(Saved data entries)
+ + + + + + +

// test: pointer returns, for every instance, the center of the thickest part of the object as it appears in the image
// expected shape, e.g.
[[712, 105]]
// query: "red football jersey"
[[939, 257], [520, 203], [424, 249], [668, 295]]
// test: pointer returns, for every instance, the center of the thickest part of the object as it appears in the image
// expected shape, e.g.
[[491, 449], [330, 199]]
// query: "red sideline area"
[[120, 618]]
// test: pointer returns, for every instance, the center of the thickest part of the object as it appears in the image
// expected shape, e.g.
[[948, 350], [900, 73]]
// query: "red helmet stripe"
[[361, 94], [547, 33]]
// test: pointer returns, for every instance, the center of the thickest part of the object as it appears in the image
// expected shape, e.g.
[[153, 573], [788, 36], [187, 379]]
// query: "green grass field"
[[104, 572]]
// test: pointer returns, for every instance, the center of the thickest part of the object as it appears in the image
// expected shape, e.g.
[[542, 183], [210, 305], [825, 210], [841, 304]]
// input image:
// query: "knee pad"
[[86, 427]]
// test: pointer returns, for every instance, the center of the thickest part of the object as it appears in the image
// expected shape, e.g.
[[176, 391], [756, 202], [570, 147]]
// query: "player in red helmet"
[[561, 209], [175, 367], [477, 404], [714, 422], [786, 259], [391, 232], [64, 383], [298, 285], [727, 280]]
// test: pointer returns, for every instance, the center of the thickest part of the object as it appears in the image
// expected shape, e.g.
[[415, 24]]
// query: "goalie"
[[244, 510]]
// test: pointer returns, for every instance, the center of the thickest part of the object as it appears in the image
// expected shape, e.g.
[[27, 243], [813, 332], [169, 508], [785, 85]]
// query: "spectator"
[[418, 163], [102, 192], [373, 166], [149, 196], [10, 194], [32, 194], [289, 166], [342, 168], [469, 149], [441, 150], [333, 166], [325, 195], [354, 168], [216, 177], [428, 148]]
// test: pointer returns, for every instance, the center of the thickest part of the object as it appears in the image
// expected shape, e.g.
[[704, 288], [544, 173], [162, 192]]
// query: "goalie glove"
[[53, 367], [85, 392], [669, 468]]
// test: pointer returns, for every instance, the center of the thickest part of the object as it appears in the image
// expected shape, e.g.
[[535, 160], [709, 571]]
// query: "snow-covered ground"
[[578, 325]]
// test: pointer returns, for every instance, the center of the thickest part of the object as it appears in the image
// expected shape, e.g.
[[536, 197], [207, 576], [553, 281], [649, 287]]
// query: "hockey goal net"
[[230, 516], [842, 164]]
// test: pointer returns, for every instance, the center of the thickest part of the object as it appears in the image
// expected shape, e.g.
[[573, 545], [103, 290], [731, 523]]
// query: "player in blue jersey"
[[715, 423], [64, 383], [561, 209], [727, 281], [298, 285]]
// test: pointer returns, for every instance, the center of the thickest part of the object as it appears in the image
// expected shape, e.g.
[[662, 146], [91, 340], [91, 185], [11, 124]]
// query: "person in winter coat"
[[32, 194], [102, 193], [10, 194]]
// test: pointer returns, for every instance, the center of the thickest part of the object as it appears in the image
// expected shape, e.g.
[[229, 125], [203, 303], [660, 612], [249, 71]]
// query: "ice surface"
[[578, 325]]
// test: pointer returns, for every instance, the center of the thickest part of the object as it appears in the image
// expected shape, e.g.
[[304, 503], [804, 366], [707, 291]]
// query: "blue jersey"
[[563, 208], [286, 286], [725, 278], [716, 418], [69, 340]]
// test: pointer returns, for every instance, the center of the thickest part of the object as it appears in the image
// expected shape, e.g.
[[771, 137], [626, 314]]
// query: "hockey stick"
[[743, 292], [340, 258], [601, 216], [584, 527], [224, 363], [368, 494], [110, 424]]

+ + + + + + +

What you should do: Reproduce the listing from its start through the line containing "[[361, 94], [547, 33]]", including both ends. Add 73 to every point coordinate in the answers, and leave all other lines and numbers unchanged.

The result:
// test: pointer returns, for every instance, the center of the thickest part of the object as it appears in the image
// expected shape, e.g.
[[712, 105]]
// query: "red football jersey"
[[1012, 330], [593, 276], [497, 322], [741, 368]]
// test: pointer returns, for every instance, the center of the thickest part of the object as it appears in the image
// expected shape, e.g.
[[491, 449], [330, 199]]
// query: "red sideline area"
[[193, 691]]
// test: pointer returns, for every instance, the center of the thickest part of the object as it appears in the image
// expected shape, e.g.
[[948, 350], [900, 73]]
// query: "red helmet stripe"
[[434, 167], [620, 106]]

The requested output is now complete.